Stored rows:

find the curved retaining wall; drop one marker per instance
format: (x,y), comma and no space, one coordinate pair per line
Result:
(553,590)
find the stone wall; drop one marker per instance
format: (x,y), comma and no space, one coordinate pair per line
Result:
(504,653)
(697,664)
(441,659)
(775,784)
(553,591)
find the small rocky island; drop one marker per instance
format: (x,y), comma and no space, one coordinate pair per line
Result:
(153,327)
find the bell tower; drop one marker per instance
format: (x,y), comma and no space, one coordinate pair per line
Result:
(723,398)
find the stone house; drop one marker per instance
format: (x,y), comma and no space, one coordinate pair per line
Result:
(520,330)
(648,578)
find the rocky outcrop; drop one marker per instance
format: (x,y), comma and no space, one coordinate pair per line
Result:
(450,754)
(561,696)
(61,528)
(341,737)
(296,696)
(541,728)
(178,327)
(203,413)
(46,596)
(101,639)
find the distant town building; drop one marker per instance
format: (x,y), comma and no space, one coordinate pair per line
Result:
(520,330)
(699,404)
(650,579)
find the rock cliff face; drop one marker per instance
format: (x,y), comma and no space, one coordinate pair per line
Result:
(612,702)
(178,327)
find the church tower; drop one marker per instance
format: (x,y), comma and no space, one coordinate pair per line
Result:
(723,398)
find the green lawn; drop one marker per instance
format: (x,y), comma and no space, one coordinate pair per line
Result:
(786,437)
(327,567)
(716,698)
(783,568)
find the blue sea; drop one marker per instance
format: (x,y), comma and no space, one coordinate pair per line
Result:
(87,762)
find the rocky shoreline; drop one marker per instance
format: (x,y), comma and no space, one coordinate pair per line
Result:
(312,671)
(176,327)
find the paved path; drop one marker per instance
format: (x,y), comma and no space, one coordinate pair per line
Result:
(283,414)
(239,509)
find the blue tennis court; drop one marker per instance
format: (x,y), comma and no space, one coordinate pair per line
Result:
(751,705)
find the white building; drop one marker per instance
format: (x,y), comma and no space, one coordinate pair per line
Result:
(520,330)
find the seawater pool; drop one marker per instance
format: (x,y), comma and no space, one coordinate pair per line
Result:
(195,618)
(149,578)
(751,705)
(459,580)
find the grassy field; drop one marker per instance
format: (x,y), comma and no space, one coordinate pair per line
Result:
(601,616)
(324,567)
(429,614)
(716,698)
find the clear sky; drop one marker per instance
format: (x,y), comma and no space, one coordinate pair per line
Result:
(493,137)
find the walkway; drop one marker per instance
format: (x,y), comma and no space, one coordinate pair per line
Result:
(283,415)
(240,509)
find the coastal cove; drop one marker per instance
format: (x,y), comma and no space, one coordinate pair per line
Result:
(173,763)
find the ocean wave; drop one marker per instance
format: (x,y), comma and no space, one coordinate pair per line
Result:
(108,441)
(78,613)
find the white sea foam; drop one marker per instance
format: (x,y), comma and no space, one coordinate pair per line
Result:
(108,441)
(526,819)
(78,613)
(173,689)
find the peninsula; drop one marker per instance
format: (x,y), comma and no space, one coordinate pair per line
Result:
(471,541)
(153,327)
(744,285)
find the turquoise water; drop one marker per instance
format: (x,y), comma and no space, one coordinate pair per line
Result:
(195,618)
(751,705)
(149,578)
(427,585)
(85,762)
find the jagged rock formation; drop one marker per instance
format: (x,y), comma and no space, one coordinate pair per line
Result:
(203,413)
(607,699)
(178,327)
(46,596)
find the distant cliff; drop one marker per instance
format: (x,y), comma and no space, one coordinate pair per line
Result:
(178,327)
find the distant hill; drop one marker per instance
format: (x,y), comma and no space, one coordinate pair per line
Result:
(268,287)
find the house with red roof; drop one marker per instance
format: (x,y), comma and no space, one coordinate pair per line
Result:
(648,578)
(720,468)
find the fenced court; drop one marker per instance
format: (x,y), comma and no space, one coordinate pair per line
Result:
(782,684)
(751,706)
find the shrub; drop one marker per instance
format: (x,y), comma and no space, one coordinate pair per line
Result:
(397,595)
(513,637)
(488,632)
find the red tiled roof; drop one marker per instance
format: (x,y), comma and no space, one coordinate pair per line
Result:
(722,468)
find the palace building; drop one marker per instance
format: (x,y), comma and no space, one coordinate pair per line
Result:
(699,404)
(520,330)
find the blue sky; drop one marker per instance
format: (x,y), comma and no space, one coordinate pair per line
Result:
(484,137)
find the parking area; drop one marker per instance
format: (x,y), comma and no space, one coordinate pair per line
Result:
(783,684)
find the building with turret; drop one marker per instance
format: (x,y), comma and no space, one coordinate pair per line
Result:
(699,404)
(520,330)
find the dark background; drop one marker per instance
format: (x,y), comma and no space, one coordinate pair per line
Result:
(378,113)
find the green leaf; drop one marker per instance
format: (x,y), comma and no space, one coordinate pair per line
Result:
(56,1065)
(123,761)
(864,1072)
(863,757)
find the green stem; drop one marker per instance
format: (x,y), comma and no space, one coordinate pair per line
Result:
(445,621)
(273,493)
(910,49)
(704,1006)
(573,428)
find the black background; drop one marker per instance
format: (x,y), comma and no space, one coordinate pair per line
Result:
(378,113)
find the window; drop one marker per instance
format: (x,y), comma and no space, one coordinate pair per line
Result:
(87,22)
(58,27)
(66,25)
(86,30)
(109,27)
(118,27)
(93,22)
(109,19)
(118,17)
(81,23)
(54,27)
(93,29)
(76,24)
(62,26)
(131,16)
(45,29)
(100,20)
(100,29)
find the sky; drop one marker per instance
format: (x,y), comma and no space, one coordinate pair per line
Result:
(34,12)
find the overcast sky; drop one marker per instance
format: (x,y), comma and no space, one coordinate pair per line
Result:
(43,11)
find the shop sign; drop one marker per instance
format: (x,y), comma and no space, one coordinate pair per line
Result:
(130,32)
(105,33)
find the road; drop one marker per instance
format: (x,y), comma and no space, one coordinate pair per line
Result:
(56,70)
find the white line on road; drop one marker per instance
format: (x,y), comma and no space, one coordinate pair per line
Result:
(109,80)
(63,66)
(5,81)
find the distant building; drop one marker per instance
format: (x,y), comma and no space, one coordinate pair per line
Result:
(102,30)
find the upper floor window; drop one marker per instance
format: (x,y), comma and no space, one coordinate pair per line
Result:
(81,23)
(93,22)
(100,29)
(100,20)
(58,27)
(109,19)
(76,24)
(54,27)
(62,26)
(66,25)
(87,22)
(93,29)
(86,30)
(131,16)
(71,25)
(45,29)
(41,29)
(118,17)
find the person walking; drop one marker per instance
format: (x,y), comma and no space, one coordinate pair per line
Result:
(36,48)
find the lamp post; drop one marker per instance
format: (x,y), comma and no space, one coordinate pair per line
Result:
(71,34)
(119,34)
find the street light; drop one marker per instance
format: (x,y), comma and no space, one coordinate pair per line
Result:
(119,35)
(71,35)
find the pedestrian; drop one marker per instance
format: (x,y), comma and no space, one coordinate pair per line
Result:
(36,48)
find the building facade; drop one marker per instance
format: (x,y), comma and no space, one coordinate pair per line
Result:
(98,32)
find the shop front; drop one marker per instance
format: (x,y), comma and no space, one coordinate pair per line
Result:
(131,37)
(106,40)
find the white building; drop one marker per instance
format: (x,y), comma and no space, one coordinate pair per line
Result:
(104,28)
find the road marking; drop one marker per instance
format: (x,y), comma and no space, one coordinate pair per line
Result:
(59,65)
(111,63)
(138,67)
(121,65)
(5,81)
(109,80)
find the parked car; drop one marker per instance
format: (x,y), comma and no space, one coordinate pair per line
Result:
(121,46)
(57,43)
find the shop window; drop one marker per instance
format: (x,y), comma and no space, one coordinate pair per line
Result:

What is required: Transcribe the records above exactly as they appear.

Written answer:
find the curved retaining wall; drop one marker per instance
format: (x,y), comma and no space, one coordinate pair per line
Result:
(553,590)
find the stone wall; drop one marker per instance
format: (x,y), comma and no space, one coordinate pair per line
Result:
(504,653)
(697,664)
(441,659)
(775,784)
(553,591)
find the small rocky island; drop one marker per instance
format: (x,y), comma and no space, one coordinate pair per line
Result:
(153,327)
find the bell tower; drop one marker per instance
format: (x,y), comma and no space, one coordinate pair per line
Result:
(723,398)
find the stone house; drop one marker per instance
format: (x,y), comma and no space, one coordinate pair per line
Result:
(520,330)
(648,578)
find the rocky outcrop; drop one marker per instance
format: (x,y), comma and no space, one coordinate pair per line
Result:
(450,754)
(561,696)
(61,528)
(341,737)
(296,696)
(541,728)
(178,327)
(203,413)
(46,596)
(101,639)
find the distant town building; drop one marker per instance
format: (x,y), comma and no space, one coordinate pair per line
Result:
(520,330)
(699,404)
(650,579)
find the rock cliff face; drop one marker per instance
format: (x,y), comma and no space, one coordinate pair per line
Result:
(612,702)
(178,327)
find the church tower; drop one marker per instance
format: (x,y), comma and no space, one coordinate pair per line
Result:
(723,398)
find the green lawn; drop one marker per instance
format: (x,y), comma and no space, one coordinate pair per line
Result:
(786,437)
(327,567)
(716,698)
(783,568)
find the blue sea; drop one marker per instance
format: (x,y), comma and no space, one coordinate pair per line
Result:
(87,762)
find the rocky shoreline; drop one marker per instance
format: (x,y), comma and no space, one coordinate pair per line
Result:
(312,671)
(176,327)
find the paved path; drop one marker per instance
format: (x,y), comma and no space, one coordinate pair per line
Result:
(283,414)
(239,509)
find the blue tennis court; drop one marker per instance
format: (x,y), comma and no space, one coordinate pair per line
Result:
(751,705)
find the white building; drop one marker per instance
format: (x,y), comma and no space, one coordinate pair per line
Result:
(520,330)
find the seawater pool; drop one marker per instance
format: (x,y), comma and no space, one coordinate pair per line
Result:
(195,618)
(149,578)
(751,705)
(459,580)
find the grassy field; drop one marker per instance
format: (x,y), comma and no space, one coordinate pair per line
Result:
(601,616)
(324,567)
(429,614)
(716,698)
find the clear sky; drop one marker per instance
format: (x,y), comma and no space, one coordinate pair per line
Result:
(493,137)
find the walkway; drop one marker per instance
format: (x,y), comma and no space, one coordinate pair per line
Result:
(283,415)
(240,509)
find the coastal cove; drop one marker per instance
format: (x,y), comma and no space, one coordinate pair per line
Result:
(173,763)
find the ocean wave; drop one marker per instance
format: (x,y), comma and no space, one coordinate pair per line
Result:
(108,441)
(78,613)
find the white sea foam; drop one marker per instance
format: (x,y), comma and no space, one coordinate pair per line
Result:
(108,441)
(526,819)
(78,613)
(173,689)
find the peninsula; drop one marker per instance
format: (x,y), comma and no space, one coordinate pair per line
Result:
(471,541)
(153,327)
(744,285)
find the turquoise water; drop one marker per instance
format: (x,y), comma and no space, one coordinate pair per line
Result:
(195,618)
(751,705)
(149,578)
(427,585)
(85,762)
find the jagged rock formation; drop one marker per instance
format: (x,y), comma and no space, one coordinate pair per line
Result:
(203,413)
(607,699)
(178,327)
(46,596)
find the distant cliff; drop one marker per instance
format: (x,y), comma and no space, one coordinate pair per line
Result:
(178,327)
find the distant hill; drop one marker per instance
format: (x,y), comma and no space, one coordinate pair per line
Result:
(268,287)
find the house with red roof; drop one marker per instance
format: (x,y), comma and no space, one coordinate pair per line
Result:
(648,578)
(720,468)
find the fenced court; drop one marker per instance
format: (x,y), comma and no space, one coordinate pair per line
Result:
(782,684)
(751,706)
find the shrub; drop one marker per instance
format: (x,y), comma and no space, one coordinate pair per line
Result:
(397,595)
(513,637)
(488,632)
find the red tiled roof; drop one marker per instance
format: (x,y), comma and no space, one coordinate pair per line
Result:
(722,468)
find the palace building; drop one marker per instance
format: (x,y), comma and no space, one coordinate pair per line
Result:
(699,404)
(520,330)
find the blue sky; drop one marker per instance
format: (x,y), comma and no space, one coordinate pair per line
Result:
(484,137)
find the parking area; drop one marker per instance
format: (x,y), comma and no space, one coordinate pair per line
Result:
(783,684)
find the building with turret; drop one marker per instance
format: (x,y), comma and no space, one coordinate pair per line
Result:
(699,404)
(520,330)
find the dark background; drop one marker per instance
format: (x,y), comma and no space, one coordinate pair per line
Result:
(378,113)
find the green leaf; drop one marker per instance
format: (x,y), comma and no space, one coordinate pair per line
Result:
(56,1065)
(123,761)
(864,1072)
(863,757)
find the green stem; drop one marker per instance
format: (x,y), comma and no space, one coordinate pair per line
Result:
(445,621)
(273,493)
(910,49)
(704,1006)
(573,428)
find the black background; drop one marker per instance
format: (x,y), comma and no space, one coordinate pair per line
Result:
(378,113)
find the window; drop one marker per instance
format: (x,y), comma and no space, one coordinate pair per line
Result:
(87,22)
(58,27)
(66,25)
(86,30)
(109,27)
(118,27)
(93,22)
(109,19)
(118,17)
(81,23)
(54,27)
(93,29)
(76,24)
(62,26)
(131,16)
(45,29)
(100,20)
(100,29)
find the sky; drop one marker per instance
format: (x,y), comma and no space, one coordinate pair per line
Result:
(34,12)
find the overcast sky; drop one marker per instance
format: (x,y), comma and no space, one coordinate pair per line
Result:
(43,11)
find the shop sign; drop one marker per instance
format: (x,y), comma and no space, one coordinate pair per line
Result:
(130,32)
(105,33)
find the road; drop one marker per instance
format: (x,y), comma and no space, one coordinate pair per line
Result:
(56,70)
find the white line on road; drop one marker per instance
format: (x,y), comma and no space, one coordinate pair per line
Result:
(109,80)
(63,66)
(5,81)
find the distant building; drop one marker per instance
format: (x,y), comma and no space, one coordinate pair per line
Result:
(102,30)
find the upper floor window; drop one marker per instance
format: (x,y), comma and no space, one coordinate pair per line
Result:
(81,23)
(93,22)
(100,29)
(100,20)
(58,27)
(109,19)
(76,24)
(54,27)
(62,26)
(66,25)
(87,22)
(93,29)
(86,30)
(131,16)
(71,25)
(45,29)
(41,29)
(118,17)
find the person walking; drop one marker per instance
format: (x,y), comma and no space, one coordinate pair per line
Result:
(36,48)
find the lamp post; drop one marker per instance
format: (x,y), comma and no space, one coordinate pair per line
Result:
(71,34)
(119,34)
find the street light; drop one marker per instance
format: (x,y), comma and no space, one coordinate pair per line
Result:
(119,35)
(71,35)
find the pedestrian; drop one marker per instance
format: (x,y), comma and no space, one coordinate pair per line
Result:
(36,48)
find the building facade; drop one marker per instance
format: (x,y), comma and no space, one coordinate pair per line
Result:
(98,32)
find the shop front; drop one marker per instance
format: (x,y), comma and no space, one coordinate pair per line
Result:
(131,37)
(106,40)
find the white building; drop one marker per instance
format: (x,y), comma and no space, one coordinate pair per line
Result:
(104,28)
find the road marking; drop one marker per instance
format: (x,y), comma and no space, one coordinate pair per line
Result:
(59,65)
(111,63)
(138,67)
(121,65)
(5,81)
(109,80)
find the parked car; drop one marker per instance
format: (x,y), comma and no space, one coordinate pair per line
Result:
(121,46)
(57,43)
find the shop window; drop one marker per instance
format: (x,y), comma and no space, one coordinate pair per line
Result:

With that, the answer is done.